*Work to be completed:*
Please copy each line of the records below that includes the word "chin".

START Source data

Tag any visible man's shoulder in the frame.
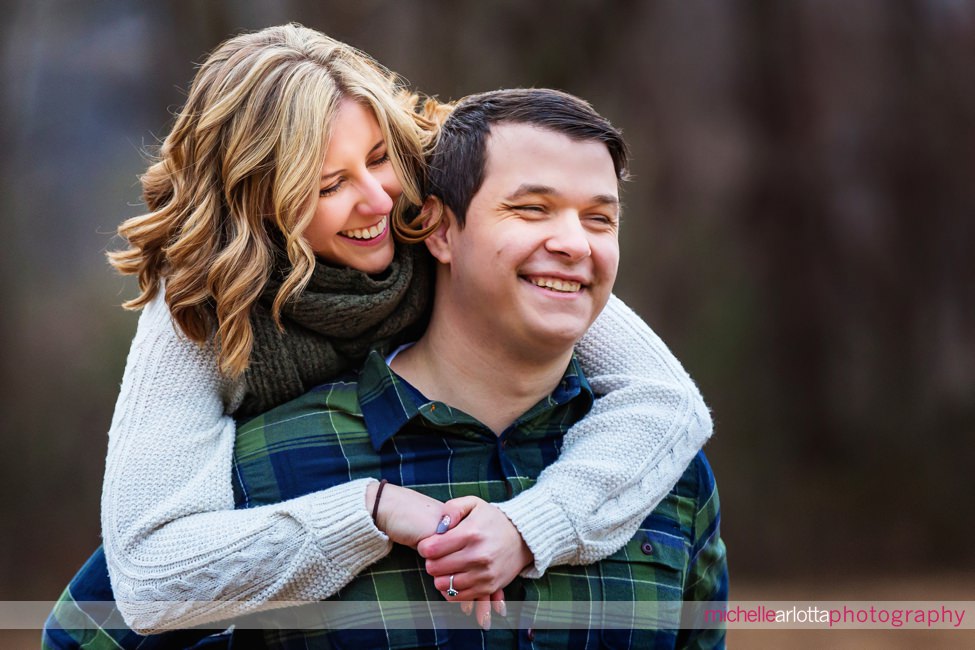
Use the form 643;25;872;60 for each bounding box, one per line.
643;452;719;546
672;451;718;502
305;370;364;410
672;451;720;550
237;370;365;437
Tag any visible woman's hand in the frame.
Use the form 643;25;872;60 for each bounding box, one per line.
367;482;444;548
417;496;533;629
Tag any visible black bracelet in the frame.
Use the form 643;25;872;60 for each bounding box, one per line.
371;479;388;524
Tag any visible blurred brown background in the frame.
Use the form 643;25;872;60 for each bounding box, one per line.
1;0;973;646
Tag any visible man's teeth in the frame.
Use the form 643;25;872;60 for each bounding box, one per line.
341;216;387;240
530;277;582;293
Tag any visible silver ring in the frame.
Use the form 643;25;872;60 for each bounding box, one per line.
446;574;459;597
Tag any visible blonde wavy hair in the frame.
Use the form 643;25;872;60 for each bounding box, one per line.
109;24;448;378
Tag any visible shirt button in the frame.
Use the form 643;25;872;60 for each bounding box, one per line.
526;627;535;641
641;542;653;555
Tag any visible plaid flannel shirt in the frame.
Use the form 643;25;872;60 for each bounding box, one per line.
228;350;727;649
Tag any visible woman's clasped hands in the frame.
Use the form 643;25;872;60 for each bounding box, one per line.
369;484;532;631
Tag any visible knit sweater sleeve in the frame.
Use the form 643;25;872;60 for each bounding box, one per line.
495;294;713;577
100;291;392;634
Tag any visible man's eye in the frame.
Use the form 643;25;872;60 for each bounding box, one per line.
586;212;619;226
512;205;545;212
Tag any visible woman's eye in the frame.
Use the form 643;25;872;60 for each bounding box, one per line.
319;180;344;197
369;152;390;167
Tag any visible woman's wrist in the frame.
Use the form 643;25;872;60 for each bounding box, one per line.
371;479;389;523
364;480;380;524
368;484;445;548
365;480;398;535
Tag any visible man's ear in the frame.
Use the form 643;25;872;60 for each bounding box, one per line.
422;196;455;264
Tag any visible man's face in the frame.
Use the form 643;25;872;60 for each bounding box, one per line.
438;122;620;359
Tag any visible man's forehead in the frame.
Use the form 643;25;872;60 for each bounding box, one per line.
484;122;560;158
481;122;618;196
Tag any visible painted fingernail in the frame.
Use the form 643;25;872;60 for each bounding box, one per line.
461;601;473;616
495;600;507;617
480;611;491;631
435;515;451;534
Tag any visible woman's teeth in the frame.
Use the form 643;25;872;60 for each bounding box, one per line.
341;216;387;240
530;277;582;293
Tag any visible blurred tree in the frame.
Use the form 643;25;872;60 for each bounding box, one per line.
2;0;973;599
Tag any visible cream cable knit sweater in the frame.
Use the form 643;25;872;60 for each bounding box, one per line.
102;291;712;633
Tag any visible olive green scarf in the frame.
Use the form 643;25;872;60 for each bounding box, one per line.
237;244;432;419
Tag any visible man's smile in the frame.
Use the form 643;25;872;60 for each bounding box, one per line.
523;275;584;293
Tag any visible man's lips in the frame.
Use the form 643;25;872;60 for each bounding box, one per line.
521;274;587;293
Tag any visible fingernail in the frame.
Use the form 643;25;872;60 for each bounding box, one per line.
461;601;473;616
495;600;507;617
480;611;491;631
435;515;451;534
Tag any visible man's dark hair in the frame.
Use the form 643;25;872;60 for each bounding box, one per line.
426;88;629;226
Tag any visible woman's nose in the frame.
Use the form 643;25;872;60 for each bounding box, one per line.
357;171;395;216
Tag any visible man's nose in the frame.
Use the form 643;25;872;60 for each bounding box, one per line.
545;213;592;261
356;172;394;216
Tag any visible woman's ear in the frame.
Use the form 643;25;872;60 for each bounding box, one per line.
422;196;454;264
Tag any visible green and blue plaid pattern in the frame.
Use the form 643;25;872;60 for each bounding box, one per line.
229;350;727;649
42;547;232;649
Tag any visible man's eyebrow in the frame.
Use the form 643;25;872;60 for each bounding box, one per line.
320;140;385;182
504;184;558;200
504;184;619;207
591;194;621;207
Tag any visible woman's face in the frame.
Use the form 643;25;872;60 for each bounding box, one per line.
303;99;402;273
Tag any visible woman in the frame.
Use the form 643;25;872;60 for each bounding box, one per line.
45;23;712;647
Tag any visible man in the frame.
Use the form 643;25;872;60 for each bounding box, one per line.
229;89;727;648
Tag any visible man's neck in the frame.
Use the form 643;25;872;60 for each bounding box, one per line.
389;317;573;436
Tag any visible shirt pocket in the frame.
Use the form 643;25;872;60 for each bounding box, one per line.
526;530;689;650
597;530;689;650
600;529;688;599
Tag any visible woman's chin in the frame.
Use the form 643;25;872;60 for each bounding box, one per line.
346;245;395;276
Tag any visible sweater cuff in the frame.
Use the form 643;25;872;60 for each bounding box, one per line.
303;479;392;574
495;486;577;578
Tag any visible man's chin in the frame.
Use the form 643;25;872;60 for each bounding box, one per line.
524;318;594;353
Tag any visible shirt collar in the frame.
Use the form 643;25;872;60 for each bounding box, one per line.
358;349;593;451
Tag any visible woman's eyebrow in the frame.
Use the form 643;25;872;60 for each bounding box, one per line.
320;140;386;181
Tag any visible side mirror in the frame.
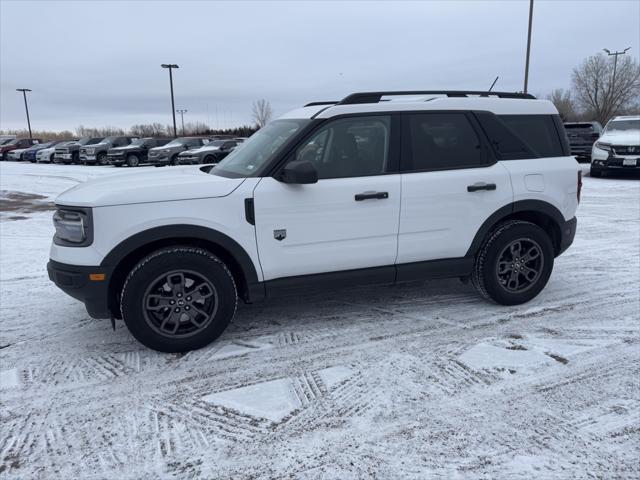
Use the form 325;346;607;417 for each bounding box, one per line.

END Source data

*Response to the task:*
Tag any visible woman's chin in the frame.
Tag any visible man's chin in the frame.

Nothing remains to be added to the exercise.